Task item
Answer these questions using the internship blog post below, numbering your answers the same way.
1. In which two locations did the intern stay during the dual location internship?
2. Who visited on Tuesday of the final week?
3. What storm prevented work for the rest of that week?

Source extract
◇ ◇ ◇

The final blog by intern Madeleine Harris.  What an eight weeks!.  We were disappointed to see Maddy leave us, but she has been an absolute pleasure to have around.  Maddy was the first to participate in our dual location internship, staying in both Wexford and Birr.  She was also the first to receive in depth training in off-site archaeological activities, such as field-walking, desktop assessment, finds cataloguing etc – as well as getting to see the off-site workings of the IAFS.  Her last week rounded out activities she has been undertaking in the last couple of months, but unfortunately was interrupted by a freak weather event (3ft of snow in the Midlands!).  However, it was still incredible how much she got to pack in.  See you soon Maddy – you will be missed!

Week 9 – 26th February 2018

This week was bittersweet, as it was my last week in Ireland and working with the Irish Archaeology Field School (for now).  Monday was spent finishing various tasks, such as the impact assessments and discussing how to spend the next few days.

On Tuesday, we received a visit from Steve and Mairead and had a company meeting that lasted the majority of the day.  It was great to see them and catch up!  During the meeting, I also finished measuring and labeling the pottery and returning the sherds to their respective bags for storage.

Wednesday started out as a productive day, and I began drafting a worksheet listing the various pottery types found on site, how to identify them, examples of where they’ve been found, etc.  Hopefully this will help future students to learn more about the pieces they are finding and will serve as a general guide to identification.  Although it had been snowing all morning, the weather got particularly bad in the afternoon, and Denis and I left the office early.

That night, Storm Emma set in, and we could not work the rest of the week. Instead, my days were spent playing in the snow and staying warm – it was a great way to spend my last few days in Ireland!

◇ ◇ ◇

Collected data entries
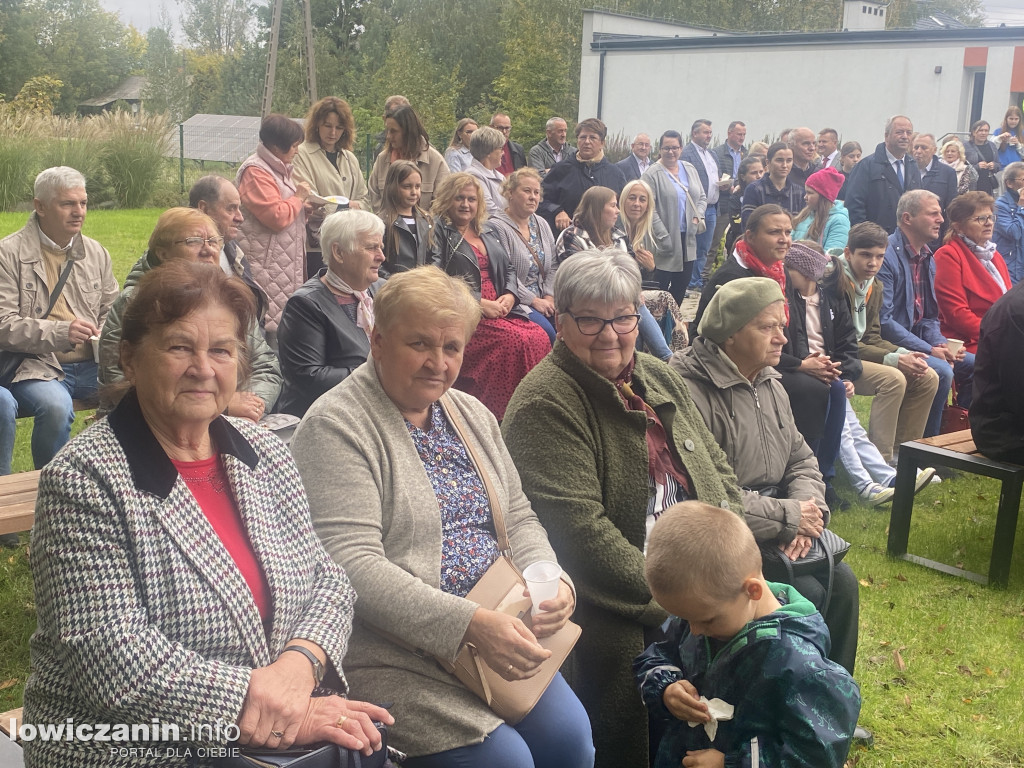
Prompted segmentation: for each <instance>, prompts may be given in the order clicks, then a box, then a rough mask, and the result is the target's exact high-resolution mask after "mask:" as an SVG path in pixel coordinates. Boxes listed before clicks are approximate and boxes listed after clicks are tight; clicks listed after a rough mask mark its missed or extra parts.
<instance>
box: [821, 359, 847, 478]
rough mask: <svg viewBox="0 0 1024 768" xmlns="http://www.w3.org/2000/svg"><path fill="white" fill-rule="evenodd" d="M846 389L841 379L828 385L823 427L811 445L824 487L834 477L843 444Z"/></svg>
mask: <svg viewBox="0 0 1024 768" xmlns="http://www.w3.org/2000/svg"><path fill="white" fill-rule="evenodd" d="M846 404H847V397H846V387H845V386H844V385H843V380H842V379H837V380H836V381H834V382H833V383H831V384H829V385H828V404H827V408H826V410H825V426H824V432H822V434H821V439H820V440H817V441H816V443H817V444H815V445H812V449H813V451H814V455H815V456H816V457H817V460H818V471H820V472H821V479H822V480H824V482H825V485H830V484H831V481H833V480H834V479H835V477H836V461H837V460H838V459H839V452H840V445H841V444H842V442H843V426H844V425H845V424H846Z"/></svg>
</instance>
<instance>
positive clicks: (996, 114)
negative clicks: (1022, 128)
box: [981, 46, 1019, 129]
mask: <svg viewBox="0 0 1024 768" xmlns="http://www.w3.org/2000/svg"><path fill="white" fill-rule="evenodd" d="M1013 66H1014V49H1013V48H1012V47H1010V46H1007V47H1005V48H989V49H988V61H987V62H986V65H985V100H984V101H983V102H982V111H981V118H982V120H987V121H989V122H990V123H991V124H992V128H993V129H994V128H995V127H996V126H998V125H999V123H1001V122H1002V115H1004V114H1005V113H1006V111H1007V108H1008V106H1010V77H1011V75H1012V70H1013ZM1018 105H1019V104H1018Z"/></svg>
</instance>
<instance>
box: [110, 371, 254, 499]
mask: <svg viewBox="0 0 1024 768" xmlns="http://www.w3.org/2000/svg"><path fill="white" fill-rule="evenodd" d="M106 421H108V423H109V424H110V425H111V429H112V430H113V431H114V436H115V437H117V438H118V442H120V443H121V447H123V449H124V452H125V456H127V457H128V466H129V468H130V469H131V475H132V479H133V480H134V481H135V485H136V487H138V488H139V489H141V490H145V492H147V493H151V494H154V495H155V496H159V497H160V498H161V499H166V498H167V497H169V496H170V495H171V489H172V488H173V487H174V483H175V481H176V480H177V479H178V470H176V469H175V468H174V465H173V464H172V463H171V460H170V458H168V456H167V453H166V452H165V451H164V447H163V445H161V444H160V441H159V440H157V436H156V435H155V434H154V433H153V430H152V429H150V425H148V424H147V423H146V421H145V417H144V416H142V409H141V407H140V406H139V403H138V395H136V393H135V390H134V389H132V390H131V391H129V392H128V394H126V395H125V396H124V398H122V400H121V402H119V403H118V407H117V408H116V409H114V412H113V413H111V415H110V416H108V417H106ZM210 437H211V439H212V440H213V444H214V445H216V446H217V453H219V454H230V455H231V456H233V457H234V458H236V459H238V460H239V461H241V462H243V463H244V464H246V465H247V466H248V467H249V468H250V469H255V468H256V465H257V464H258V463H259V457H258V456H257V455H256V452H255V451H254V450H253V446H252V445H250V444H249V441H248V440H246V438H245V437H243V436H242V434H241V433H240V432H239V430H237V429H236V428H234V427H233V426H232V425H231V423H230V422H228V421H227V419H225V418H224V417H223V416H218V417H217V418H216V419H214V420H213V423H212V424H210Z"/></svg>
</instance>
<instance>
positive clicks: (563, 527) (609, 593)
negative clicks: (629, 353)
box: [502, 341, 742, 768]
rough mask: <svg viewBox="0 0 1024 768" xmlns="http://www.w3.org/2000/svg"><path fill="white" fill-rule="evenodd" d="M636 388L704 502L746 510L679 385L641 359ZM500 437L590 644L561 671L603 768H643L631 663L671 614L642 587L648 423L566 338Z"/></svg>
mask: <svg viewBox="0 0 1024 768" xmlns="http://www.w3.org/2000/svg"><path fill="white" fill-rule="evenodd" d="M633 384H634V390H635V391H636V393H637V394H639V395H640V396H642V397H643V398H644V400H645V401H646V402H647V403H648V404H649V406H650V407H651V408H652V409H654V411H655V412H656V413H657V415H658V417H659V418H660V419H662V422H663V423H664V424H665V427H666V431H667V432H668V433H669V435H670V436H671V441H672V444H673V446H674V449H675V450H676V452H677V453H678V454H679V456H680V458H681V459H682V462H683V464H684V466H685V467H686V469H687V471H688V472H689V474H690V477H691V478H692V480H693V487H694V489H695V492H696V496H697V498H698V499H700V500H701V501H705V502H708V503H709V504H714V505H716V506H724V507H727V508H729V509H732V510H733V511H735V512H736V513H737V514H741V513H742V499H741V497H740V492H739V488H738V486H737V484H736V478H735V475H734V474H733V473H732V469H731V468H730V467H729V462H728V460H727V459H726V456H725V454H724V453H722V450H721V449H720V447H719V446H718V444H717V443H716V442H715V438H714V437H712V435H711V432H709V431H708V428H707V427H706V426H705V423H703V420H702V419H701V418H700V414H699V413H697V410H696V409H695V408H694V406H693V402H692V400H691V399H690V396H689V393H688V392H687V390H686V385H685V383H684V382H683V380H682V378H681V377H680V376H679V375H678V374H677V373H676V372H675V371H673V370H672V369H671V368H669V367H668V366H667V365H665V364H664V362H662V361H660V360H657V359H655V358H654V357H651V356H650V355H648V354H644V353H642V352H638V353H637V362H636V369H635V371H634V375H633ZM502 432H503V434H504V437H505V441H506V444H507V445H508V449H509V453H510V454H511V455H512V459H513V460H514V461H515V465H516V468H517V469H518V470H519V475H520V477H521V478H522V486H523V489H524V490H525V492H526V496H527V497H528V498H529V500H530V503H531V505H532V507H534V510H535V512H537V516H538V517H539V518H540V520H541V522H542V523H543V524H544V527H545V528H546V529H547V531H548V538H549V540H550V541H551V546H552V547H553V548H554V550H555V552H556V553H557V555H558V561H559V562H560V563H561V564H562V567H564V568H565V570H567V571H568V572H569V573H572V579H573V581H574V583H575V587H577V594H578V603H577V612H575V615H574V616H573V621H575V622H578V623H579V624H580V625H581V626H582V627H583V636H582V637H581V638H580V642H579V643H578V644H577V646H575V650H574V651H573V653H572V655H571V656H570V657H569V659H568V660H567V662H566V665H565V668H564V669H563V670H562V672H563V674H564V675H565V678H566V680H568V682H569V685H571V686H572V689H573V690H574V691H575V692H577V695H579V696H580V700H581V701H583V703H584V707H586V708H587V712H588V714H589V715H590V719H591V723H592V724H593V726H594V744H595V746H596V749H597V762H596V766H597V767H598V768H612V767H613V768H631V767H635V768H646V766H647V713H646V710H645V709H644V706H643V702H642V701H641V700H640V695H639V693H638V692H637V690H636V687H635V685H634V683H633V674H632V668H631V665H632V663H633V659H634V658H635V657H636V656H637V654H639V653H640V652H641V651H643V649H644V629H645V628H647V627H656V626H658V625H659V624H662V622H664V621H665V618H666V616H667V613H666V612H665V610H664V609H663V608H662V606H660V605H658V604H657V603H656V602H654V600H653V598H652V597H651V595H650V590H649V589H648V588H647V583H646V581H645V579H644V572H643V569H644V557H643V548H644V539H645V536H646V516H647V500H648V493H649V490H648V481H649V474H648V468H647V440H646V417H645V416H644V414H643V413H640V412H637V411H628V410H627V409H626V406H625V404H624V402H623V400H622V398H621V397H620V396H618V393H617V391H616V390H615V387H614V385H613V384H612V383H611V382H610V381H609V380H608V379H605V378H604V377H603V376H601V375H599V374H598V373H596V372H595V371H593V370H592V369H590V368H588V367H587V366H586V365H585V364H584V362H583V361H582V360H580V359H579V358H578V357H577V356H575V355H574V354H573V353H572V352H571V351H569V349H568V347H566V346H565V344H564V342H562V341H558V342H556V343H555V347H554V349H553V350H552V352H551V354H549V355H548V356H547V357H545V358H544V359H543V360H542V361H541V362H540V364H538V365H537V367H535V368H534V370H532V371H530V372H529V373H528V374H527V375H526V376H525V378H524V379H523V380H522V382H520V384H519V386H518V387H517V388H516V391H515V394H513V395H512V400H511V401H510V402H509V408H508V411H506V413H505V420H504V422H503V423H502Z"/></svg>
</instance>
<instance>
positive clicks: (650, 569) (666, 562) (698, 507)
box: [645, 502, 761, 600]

◇ ◇ ◇

Task output
1. Wexford and Birr.
2. Steve and Mairead.
3. Storm Emma.